─── Document extract

Hôpital Temporaire d'Arc-en-Barrois

Located sixty miles or more to the rear of the war's entrenched front lines, Hôpital Temporaire received casualties from battles in the Argonne Forest and Champagne Offensive (1915), Verdun (1916) and the Meuse-Argonne Campaign (1918).

Throughout the war wounded soldiers arrived in Haute-Marne via hospital train through Latrecey-Ormoy-sur-Aube, a remote station located 11 miles from Arc-en-Barrois, and were transported to the château aboard Hôpital Temporaire's small motor ambulance fleet.

[3] The British Red Cross and War Office officials did not want civilian interference in international military medical affairs and deterred amateur organizers from sending unauthorized voluntary hospitals to France.

In 1914 the British Red Cross and Order of St. John Ambulance Association officially combined forces to both authorize and restrict ad hoc philanthropy with tough committee oversight.

──────
─── Data

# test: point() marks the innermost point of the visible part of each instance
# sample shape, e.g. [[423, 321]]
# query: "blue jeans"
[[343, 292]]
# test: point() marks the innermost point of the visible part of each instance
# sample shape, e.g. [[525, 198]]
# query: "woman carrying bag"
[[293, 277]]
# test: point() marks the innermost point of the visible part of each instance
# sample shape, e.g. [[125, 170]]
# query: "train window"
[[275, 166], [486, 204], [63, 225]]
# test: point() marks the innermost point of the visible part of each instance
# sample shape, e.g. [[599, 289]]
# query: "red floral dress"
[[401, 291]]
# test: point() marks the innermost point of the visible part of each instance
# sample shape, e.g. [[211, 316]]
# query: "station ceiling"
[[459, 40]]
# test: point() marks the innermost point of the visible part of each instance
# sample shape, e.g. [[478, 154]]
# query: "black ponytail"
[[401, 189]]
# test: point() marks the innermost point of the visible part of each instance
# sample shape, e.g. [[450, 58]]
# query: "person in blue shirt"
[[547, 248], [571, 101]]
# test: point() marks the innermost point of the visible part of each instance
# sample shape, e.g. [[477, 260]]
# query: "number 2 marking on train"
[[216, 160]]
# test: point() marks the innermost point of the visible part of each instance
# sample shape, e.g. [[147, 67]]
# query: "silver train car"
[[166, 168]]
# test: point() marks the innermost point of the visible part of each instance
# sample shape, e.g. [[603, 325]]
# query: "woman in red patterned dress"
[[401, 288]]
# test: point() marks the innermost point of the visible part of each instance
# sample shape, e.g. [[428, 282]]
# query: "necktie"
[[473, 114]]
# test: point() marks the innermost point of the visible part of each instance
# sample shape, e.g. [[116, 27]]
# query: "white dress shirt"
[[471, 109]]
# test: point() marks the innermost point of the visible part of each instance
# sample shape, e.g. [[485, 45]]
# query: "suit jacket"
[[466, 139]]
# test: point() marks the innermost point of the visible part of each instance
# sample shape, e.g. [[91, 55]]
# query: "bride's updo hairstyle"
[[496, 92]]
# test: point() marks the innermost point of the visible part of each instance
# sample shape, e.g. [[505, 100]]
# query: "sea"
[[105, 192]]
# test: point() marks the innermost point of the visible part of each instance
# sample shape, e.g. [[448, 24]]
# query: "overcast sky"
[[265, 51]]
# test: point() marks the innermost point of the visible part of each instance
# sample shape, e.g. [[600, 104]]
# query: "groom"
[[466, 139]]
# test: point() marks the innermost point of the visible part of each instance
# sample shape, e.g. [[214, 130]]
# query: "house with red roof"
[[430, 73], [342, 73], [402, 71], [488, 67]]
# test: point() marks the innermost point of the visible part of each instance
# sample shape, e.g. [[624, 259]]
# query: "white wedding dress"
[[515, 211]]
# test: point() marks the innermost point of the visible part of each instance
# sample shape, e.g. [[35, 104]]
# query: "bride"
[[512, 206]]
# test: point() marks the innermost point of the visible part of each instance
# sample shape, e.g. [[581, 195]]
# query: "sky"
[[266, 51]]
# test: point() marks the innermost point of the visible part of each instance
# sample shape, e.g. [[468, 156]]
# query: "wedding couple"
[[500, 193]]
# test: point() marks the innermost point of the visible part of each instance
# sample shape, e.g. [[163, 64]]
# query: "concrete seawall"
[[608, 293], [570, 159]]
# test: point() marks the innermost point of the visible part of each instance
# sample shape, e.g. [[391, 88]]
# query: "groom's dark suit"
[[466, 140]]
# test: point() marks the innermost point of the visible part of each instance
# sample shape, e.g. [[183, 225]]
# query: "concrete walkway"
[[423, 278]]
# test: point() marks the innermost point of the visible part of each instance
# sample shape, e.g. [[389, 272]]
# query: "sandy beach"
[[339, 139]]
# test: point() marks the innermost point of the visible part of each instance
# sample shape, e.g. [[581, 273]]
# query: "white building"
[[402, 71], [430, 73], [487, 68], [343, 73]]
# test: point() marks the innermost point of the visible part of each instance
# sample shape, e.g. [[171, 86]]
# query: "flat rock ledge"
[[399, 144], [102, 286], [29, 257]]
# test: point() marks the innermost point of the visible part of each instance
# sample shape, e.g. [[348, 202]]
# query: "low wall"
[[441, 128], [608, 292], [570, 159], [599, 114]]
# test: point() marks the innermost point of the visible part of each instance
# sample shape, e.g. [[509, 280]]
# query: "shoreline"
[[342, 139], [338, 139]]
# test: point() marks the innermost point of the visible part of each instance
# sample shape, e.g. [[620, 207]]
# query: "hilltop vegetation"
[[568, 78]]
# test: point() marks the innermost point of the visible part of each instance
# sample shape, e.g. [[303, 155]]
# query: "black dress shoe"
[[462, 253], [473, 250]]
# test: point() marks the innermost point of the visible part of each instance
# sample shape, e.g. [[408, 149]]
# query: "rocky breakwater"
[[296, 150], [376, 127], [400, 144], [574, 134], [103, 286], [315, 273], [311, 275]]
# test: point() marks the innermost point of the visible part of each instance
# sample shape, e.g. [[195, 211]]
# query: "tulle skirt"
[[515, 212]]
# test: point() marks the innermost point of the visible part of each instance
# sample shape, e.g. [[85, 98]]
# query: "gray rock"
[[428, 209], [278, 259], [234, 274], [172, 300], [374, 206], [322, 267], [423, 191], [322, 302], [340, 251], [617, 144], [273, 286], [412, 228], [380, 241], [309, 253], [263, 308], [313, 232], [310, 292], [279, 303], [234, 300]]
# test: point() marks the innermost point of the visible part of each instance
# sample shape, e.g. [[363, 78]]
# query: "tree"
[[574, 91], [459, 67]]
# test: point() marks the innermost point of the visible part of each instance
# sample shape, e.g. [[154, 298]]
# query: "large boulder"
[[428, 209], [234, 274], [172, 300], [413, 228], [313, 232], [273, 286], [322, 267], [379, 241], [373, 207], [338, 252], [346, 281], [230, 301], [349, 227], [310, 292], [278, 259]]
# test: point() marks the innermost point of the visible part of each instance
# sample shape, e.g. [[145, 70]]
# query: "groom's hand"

──────

*Task instructions*.
(a) In the passage about Hôpital Temporaire d'Arc-en-Barrois, how far was the Latrecey-Ormoy-sur-Aube station from Arc-en-Barrois?
(b) Write the next few sentences of the passage about Hôpital Temporaire d'Arc-en-Barrois, picking up after its final sentence.

*Answers to this exercise*.
(a) 11 miles.

(b)
The hospital project gained approval in November 1914 after Emily Georgiana Kemp, a British artist, writer and international explorer, offered salary support for an 11-member corps of experienced trained nurses.

Lady Kathleen Scott organized the hospital's small auto ambulance service and led a contingent of volunteer drivers and orderlies to Arc-en-Barrois in January 1915.

Henry Tonks, retired doctor, painter and Slade Art School Professor was among Lady Scott's recruits, a founding member of the hospital serving from January to April 1915 as anaesthetist and ward physician.